DESCRIPTION OF THE TASK: Only the lines holding the string "bounding" are needed; copy each of them from the data.

DATASET:
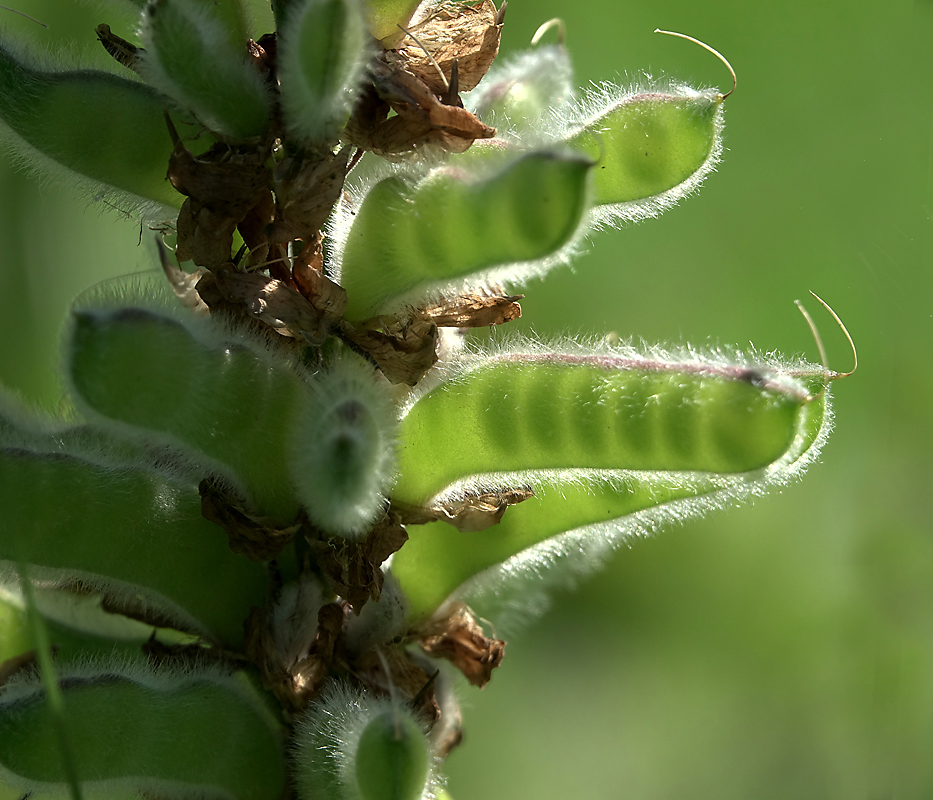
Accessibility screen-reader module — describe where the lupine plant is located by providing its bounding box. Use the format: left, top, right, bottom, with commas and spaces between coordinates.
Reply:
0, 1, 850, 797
...
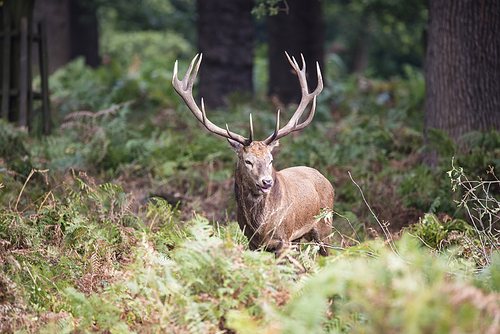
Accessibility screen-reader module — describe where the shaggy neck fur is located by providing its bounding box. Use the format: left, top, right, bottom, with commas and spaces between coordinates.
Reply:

EXERCISE RESULT:
Accessibility screen-reader module — describe where the lupine plant is located by providing its bounding box. Use the format: left, top, right, bottom, with commas and spaces between coordinates.
Accessibility screen-reader module — describe where the shaggy neck fur is located by providing its bounding box. Use the format: left, top, right, bottom, with commas and spaces between coordinates.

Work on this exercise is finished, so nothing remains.